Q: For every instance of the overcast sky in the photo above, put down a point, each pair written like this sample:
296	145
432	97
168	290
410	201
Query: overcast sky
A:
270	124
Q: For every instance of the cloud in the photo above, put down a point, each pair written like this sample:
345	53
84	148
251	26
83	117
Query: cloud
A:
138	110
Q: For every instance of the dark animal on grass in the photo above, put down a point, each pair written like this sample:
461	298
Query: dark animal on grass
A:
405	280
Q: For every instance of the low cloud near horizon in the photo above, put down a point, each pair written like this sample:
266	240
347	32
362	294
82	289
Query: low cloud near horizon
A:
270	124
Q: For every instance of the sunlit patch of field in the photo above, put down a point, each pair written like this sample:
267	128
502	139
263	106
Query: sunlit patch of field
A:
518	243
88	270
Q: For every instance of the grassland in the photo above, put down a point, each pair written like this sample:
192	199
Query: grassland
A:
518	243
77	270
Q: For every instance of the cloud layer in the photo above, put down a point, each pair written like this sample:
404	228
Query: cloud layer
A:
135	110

+ + + +

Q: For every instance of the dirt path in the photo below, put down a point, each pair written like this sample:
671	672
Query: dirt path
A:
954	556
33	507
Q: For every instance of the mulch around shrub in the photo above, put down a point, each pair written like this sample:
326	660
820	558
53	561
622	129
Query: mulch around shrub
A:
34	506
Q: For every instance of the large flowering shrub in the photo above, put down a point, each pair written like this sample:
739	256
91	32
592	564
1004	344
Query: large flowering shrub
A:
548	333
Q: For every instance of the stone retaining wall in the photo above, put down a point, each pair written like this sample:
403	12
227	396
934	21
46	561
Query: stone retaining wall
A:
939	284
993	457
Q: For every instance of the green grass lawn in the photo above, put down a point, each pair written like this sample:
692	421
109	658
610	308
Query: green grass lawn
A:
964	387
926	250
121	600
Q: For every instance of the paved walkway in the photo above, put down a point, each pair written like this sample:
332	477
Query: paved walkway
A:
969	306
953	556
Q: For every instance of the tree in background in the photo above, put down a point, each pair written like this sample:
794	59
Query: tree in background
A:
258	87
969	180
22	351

+ + + +

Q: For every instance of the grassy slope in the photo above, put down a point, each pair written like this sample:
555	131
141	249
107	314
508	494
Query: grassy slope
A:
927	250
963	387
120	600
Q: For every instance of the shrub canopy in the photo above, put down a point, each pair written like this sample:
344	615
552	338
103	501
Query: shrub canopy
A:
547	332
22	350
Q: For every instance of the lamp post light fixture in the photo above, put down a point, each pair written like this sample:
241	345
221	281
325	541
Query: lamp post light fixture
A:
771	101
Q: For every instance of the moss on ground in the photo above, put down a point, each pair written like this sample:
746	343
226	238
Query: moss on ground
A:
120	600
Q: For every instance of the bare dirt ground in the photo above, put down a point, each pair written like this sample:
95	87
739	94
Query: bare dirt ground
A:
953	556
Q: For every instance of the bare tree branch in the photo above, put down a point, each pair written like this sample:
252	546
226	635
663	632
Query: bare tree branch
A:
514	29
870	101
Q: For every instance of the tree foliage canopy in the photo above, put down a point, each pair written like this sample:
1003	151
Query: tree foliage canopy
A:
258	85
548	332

+ + + +

● **Given problem**: How many lines in the items above contain the word "stone"? Reply with the number alone.

● **Solution**: 2